What you have to do ▸ In the records below, find the line that contains "Target: quarry face on hill", then write out that line and each one after it exactly, up to and including the last.

Collected data ▸
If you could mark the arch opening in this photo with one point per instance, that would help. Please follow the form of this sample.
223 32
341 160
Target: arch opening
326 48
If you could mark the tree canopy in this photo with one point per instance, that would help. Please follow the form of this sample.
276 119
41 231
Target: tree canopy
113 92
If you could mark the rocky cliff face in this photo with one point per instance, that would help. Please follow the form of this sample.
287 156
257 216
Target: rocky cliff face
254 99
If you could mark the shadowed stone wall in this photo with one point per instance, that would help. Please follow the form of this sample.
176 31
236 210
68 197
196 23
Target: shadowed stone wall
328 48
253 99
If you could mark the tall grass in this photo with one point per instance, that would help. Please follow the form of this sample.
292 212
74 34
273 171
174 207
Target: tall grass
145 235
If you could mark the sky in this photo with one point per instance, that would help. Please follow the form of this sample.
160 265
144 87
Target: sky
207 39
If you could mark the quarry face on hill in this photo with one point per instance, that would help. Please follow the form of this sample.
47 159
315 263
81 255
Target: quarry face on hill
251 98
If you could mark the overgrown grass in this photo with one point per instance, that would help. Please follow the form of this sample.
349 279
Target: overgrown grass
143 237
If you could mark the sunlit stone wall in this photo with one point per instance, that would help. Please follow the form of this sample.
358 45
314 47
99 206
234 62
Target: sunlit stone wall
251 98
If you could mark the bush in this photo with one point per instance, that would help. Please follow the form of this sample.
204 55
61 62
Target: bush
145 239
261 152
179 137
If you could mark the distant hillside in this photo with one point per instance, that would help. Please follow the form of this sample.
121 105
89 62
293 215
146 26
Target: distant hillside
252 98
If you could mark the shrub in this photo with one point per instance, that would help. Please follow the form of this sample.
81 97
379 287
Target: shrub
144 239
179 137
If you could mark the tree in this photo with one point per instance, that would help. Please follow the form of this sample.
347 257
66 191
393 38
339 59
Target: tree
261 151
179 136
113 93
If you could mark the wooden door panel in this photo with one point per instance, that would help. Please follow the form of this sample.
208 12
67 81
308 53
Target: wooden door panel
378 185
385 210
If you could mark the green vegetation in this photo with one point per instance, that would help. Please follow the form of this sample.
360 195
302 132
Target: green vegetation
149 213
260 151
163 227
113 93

Solved exercise ▸
Target: quarry face on hill
251 98
If you could mark the overgrown grass in this photo with one point per instance, that would help. Please follow the form of this sample.
349 279
Target: overgrown grass
143 237
If you could mark the sunlit stone wall in this photo with one point per instance, that would help. Please follow the form of this sample.
358 45
314 47
99 206
234 62
Target: sunlit stone wall
251 98
If you could mark the bush in this photo with one point per instance, that would help. Please follow the form of this sample.
204 55
61 62
Target: bush
145 239
261 152
179 137
If you could mark the distant hillside in this photo with one point per instance, that would help. Please follow the form of this sample.
121 105
89 62
293 215
146 26
Target: distant hillside
252 98
If you could mark the shrub in this photo with one point per instance, that would help. Please follow the form of this sample.
81 97
379 287
Target: shrub
144 239
179 137
If you could mark the tree in this photo with one point per instance, that would help. Please follow the form of this sample.
347 257
66 191
393 38
339 59
Target: tree
261 151
179 136
113 93
If you could mark the wooden door panel in this photo with one point per instance, that would help. Please follow the form of this sample.
208 12
67 81
308 53
Target: wooden door panel
378 185
385 210
If you could mark the green vegetation in this photo with one point per instance, that would help. Please follow the form of this sample.
360 195
302 132
Target: green vegetation
149 213
260 151
163 227
113 93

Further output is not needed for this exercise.